» **Given task 1**
Pull out every line of the records that contains the word "right".
======== Given passage ========
Monday, March 7, 2011

It's the Anglo-U.S. con game, stupid

INFOWARS
Herman Tiu Laurel
6/2/2008



The country is up in arms against the Lopezes for the swindle of people's hard earned money for astoundingly overpriced electricity, with much of it never delivered. Meantime, some well-meaning citizens and consumer advocates who are siding with Winston Garcia, unknowingly perpetrate a grand deception to merely transfer Meralco to Arroyo's cronies, even with just the false hope of negligible power rate reductions in mind. And while a church leader says government is "not known as a good businessman," this, too, wrongly implies that it's better to make power a commodity for profit instead of a tool for public service. The real culprits in the exorbitant power prices in the Philippines—the Anglo-U.S. overlords, along with their predatory policies, which are enforced on us through corrupt leaders they help install—are escaping scrutiny in the cacophony of acrimonious debate and propaganda.

That is why a few clarifications are in order.

First of all, privatized electricity is without a doubt higher in cost than publicly owned and operated electricity. The reason is simple: the profit factor pushes up the price automatically. Add deregulation to privatization then you have a money juggernaut gone amuck, as what had happened with Enron in 2001 by way of artificial power shortages to jack up rates. If the Bible points to money as the root of all evil, then by syllogistic consequence, making electricity a commodity for money-making rather than a service for the public good now makes it the root of the Meralco and IPP-PPA evil, bedeviling the Filipino people. Not surprisingly, the idea of privatizing electricity originated from England and the U.S., with Thatcher, Reagan and Bush, Enron, Bechtel, etc.

Second, the Lopezes admitted that it faced financial collapse in the first quarter of the 1970's. The Lopezes were forced to seek government's bail-out, the two biggest factors were: (a) the peso devaluation that crippled Meralco, which had huge obligations to its U.S. benefactors and international banks (led by IMF-WB), all denominated in dollars; and (b) the sudden, inordinate rise in the world price of oil, which was the main fuel of its power plants at that time. These two are undoubtedly within the purview of the Anglo-U.S. powers to manipulate to their advantage, which is why in today's oil price hike, 60 percent is attributed to oil trade speculation in cahoots with banks. The same thing happened from 1971 to 1973, when they triggered the 6-Day Arab-Israeli War and oil price spikes, down to their conspiracy with OPEC and the Saudis to recycle petro-dollars through Third World debt entrapments.
========
» **Given task 2**
List the names that the Meralco article above gives as the source of the idea of privatizing electricity.
======== Input ========
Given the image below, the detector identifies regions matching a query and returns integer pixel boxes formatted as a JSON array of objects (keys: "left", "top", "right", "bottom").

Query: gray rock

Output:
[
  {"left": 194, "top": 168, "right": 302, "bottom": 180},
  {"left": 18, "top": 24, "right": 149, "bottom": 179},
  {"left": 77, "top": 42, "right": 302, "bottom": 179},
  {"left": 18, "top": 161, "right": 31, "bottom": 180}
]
========
» **Complete answer 1**
Given the image below, the detector identifies regions matching a query and returns integer pixel boxes formatted as a JSON array of objects (keys: "left", "top", "right", "bottom").
  {"left": 194, "top": 168, "right": 302, "bottom": 180},
  {"left": 18, "top": 24, "right": 149, "bottom": 179},
  {"left": 77, "top": 42, "right": 302, "bottom": 179},
  {"left": 18, "top": 161, "right": 31, "bottom": 180}

» **Complete answer 2**
Thatcher, Reagan, Bush, Enron, Bechtel